===== ARTICLE

Comme l’explique Christophe Camerlynck, ce qui a motivé à bâtir cette offre, « c’est le fait que beaucoup de PME ayant des installations industrielles ne disposent pas de service IT en interne. Même si, au départ, nous n’avions pas prévu de cibler ce type d’entreprises, de grands acteurs se sont également montrés enchantés par notre idée de combiner la cybersécurité OT et IT. »
Si une entreprise n’intègre pas l’aspect cybersécurité dès la conception initiale de sa ligne de production, elle s’exposera à des dépenses supplémentaires.

==========

CONSIGNE
Relevez chacun des sigles présents dans l'article ci-dessus, sans répétition et dans leur ordre d'apparition.

===== DONNÉES FOURNIES

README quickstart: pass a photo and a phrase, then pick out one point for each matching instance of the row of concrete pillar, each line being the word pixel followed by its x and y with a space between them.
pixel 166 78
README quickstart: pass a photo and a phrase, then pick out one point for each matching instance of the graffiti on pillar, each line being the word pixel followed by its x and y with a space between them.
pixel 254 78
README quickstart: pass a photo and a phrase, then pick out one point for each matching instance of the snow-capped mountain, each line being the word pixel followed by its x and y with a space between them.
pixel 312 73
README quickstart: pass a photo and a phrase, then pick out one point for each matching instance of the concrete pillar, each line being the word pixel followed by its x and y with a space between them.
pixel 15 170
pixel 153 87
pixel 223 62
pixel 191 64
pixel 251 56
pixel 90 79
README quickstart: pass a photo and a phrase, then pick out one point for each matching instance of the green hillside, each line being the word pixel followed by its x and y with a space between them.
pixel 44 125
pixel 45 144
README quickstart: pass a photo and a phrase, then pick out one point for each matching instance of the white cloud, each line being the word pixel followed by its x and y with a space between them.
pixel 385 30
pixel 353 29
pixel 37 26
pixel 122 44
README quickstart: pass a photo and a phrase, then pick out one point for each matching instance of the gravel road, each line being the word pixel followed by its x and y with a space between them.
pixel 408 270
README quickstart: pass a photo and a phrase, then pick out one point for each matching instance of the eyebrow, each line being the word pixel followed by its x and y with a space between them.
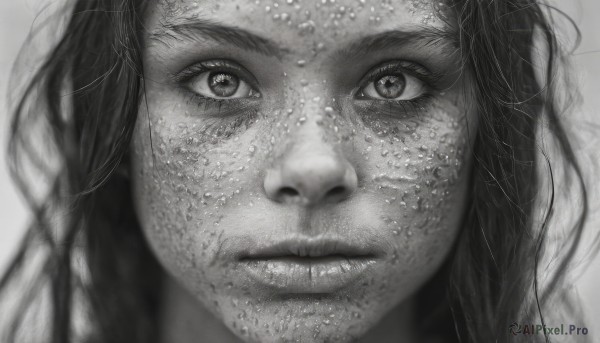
pixel 201 29
pixel 240 38
pixel 419 36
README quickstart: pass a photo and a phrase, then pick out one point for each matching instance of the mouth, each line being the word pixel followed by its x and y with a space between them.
pixel 308 265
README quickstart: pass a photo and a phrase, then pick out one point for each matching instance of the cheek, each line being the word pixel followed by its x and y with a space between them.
pixel 416 171
pixel 185 182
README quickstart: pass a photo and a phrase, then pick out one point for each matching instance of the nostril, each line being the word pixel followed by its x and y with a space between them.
pixel 288 192
pixel 337 191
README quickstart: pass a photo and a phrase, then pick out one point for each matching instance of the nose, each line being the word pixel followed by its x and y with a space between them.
pixel 310 176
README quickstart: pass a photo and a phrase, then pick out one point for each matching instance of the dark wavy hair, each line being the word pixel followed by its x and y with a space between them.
pixel 82 104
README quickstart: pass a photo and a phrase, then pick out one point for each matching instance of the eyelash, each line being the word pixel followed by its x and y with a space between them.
pixel 243 105
pixel 429 79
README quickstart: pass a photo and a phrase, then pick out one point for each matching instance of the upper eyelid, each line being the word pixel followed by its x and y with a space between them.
pixel 186 74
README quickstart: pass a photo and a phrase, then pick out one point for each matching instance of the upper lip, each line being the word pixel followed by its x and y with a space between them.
pixel 307 247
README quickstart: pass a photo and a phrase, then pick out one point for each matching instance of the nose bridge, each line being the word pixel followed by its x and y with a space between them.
pixel 312 168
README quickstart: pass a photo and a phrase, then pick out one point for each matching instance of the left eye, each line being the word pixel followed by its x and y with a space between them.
pixel 393 86
pixel 221 85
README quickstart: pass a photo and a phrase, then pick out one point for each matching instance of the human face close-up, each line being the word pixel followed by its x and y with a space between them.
pixel 300 167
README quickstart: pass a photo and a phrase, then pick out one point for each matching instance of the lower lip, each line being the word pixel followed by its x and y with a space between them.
pixel 307 275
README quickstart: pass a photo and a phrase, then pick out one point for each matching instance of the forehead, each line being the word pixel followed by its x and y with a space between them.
pixel 301 23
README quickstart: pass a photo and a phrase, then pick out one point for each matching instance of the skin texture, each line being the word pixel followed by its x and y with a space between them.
pixel 208 176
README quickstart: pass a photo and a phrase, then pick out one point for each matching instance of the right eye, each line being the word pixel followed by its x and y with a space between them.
pixel 221 85
pixel 218 79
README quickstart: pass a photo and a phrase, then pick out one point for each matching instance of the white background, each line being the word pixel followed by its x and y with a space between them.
pixel 16 17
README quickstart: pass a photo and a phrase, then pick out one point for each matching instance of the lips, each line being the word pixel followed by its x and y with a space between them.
pixel 307 264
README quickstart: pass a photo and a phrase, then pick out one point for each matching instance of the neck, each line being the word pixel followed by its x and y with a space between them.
pixel 185 320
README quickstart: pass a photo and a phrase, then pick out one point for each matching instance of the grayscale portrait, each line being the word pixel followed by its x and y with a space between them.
pixel 381 171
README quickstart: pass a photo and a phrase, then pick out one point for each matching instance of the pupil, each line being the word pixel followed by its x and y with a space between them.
pixel 223 84
pixel 390 86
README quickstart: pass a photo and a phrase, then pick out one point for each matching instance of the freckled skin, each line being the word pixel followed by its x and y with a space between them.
pixel 199 183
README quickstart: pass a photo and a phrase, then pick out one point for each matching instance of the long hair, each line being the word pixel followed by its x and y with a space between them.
pixel 96 253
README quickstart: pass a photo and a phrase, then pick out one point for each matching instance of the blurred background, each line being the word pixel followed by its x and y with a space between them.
pixel 17 16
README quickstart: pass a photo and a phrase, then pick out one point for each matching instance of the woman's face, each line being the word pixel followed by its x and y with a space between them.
pixel 299 166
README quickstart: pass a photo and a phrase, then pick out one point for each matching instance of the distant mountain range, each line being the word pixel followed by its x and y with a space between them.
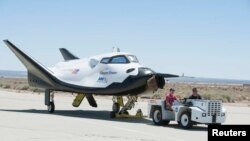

==========

RÉPONSE ATTENDUE
PME, IT, OT